● **ФРАГМЕНТ ДОКУМЕНТА**:
────
[689]. В Испании, где проживала самая большая и процветающая еврейская община в средневековой Европе, насчитывалось сто – сто пятьдесят тысяч евреев, в то время как в религиозной и агрессивной общине ашкенази в Германии едва ли было двадцать пять тысяч человек[690]. Однако где бы они ни жили, еврейские диаспоры обычно были более зажиточными и образованными, чем их христианские соседи.
В недавно вышедшей книге о глобализации «Мир в огне» ученый из Йельского университета Эми Чуа отмечает, что во многих современных странах третьего мира небольшая по размерам, опытная, вненациональная элита часто выступает посредником в глобальной экономике[691]. В современной Юго-Восточной Азии эту роль играют китайцы, живущие за границей, в современной Африке к югу от Сахары – это ливанцы. В раннем Средневековье, когда уровень христианской грамотности и счета был близок к нулю, сравнительно хорошо образованные евреи играли аналогичную роль в Европе. «Благодаря своему опыту в торговых делах и превосходному знанию товаров, рынков и денежных операций, языковой разносторонности и рассредоточенности своих единоверцев евреи заняли выдающееся положение в международной торговле», – пишут ученые Мордехай Брейер и Майкл Грец. Действительно, роль евреев в торговле в первой половине Средневековья была настолько важной, что многие приказы и постановления содержали формулировку judaei et ceteri mercatores – «евреи и другие торговцы»[692].
В девятом и десятом веках еврейских торговцев можно было встретить на рынках пряностей в Индии, шелковых рынках Самарканда и Багдада, невольничьих рынках Египта (где они продавали рабов-язычников, которых называли «канати»), а также на бескрайних, пустынных просторах Шелкового пути верхом на верблюдах, груженных драгоценностями и специями. В письме своему знаменитому брату-философу Моисею купец Давид Маймонид описывал смерть одного из таких бесстрашных еврейских торговцев-путешественников. «Самым большим несчастьем, которое постигло меня за всю мою жизнь, хуже которого не может быть уже ничего, была смерть [моего товарища], – писал Давид. – Да благословит Господь его память. Он утонул в Индийском море, на корабле его было много денег, принадлежащих мне, ему и другим торговцам. Он хорошо разбирался в Талмуде, Библии и хорошо знал грамматику [иврита], я всегда наслаждался нашей с ним дружбой»[693].
Насколько опасна деятельность торговца, настолько она и прибыльна. В первом тысячелетии уровень жизни евреев был намного выше, чем у среднестатистических европейцев, термин «темное раннее Средневековье» так же мало применим к еврейскому Средневековью, как и к Византийской империи, отмечают ученые Брейер и Гретц[694]. Торговля сделала некоторых евреев не просто богатыми, а сказочно богатыми. Когда умер Аарон Линкольнский, пришлось создать специальный отдел в английском казначействе (английском министерстве финансов), чтобы подсчитать его состояние, а французский еврей по имени Элиас из Везула, предвосхищая Ротшильдов, построил обширную банковскую и торговую империю еще в одиннадцатом веке. Однако даже такие люди, как Аарон и Элиас, страдали от жадности и неуверенности совершенно посторонних людей. После смерти Аарона английская корона забрала себе бо́льшую часть его состояния[695]. У Авраама Бристольского, еще одного богатого английского еврея, заключенного в тюрьму в 1268 году, вырывали по одному зубу в день, пока тот не согласился положить десять тысяч серебряных марок в королевскую казну[696].
────
● **РАЗДЕЛ НАБОРА ДАННЫХ**:
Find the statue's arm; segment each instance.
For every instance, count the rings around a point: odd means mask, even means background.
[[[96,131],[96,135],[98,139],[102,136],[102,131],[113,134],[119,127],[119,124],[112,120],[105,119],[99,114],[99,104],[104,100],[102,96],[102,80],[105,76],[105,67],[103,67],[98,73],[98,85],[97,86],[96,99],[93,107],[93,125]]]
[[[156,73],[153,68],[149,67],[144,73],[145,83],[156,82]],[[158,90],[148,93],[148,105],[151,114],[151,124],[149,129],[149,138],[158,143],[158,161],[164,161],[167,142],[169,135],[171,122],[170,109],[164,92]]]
────
● **ЗАДАНИЯ**:
- A) Изложите короче или в виде списка абзац фрагмента о еврейских торговцах, начинающийся словами «Насколько опасна деятельность торговца», сохранив его главные факты.
- B) Воспроизведите без изменений отрывок из фрагмента о еврейских торговцах, начиная со слов «[689]. В Испании, где» и далее вплоть до слов «их христианские соседи.».
- C) Определите, соответствуют ли фрагменту о еврейских торговцах следующие утверждения. На каждое ответьте «да» или «нет» и приведите точную цитату, которая решает вопрос.
(i) В Испании насчитывалось сто – сто пятьдесят тысяч евреев.
(ii) Товарищ Давида Маймонида утонул в Средиземном море.
(iii) Элиас из Везула построил свою банковскую и торговую империю в двенадцатом веке.
Листинг здесь никакой роли не играет.

● **ОТВЕТЫ К ЗАДАНИЯМ**:
- A)
- Торговля была опасным, но прибыльным занятием.
- В первом тысячелетии евреи жили намного лучше среднестатистических европейцев, поэтому термин «темное раннее Средневековье» к еврейскому Средневековью мало применим.
- Торговля сделала некоторых евреев сказочно богатыми. После смерти Аарона Линкольнского для подсчета его состояния создали специальный отдел в английском казначействе. Элиас из Везула построил банковскую и торговую империю еще в одиннадцатом веке.
- Даже такие богачи страдали от чужой жадности. После смерти Аарона английская корона забрала бо́льшую часть его состояния. Аврааму Бристольскому, заключенному в тюрьму в 1268 году, вырывали по зубу в день, пока он не согласился внести в королевскую казну десять тысяч серебряных марок.

- B)
[689]. В Испании, где проживала самая большая и процветающая еврейская община в средневековой Европе, насчитывалось сто – сто пятьдесят тысяч евреев, в то время как в религиозной и агрессивной общине ашкенази в Германии едва ли было двадцать пять тысяч человек[690]. Однако где бы они ни жили, еврейские диаспоры обычно были более зажиточными и образованными, чем их христианские соседи.

- C)
(i) Да: «В Испании, где проживала самая большая и процветающая еврейская община в средневековой Европе, насчитывалось сто – сто пятьдесят тысяч евреев».
(ii) Нет: «Он утонул в Индийском море».
(iii) Нет: «построил обширную банковскую и торговую империю еще в одиннадцатом веке».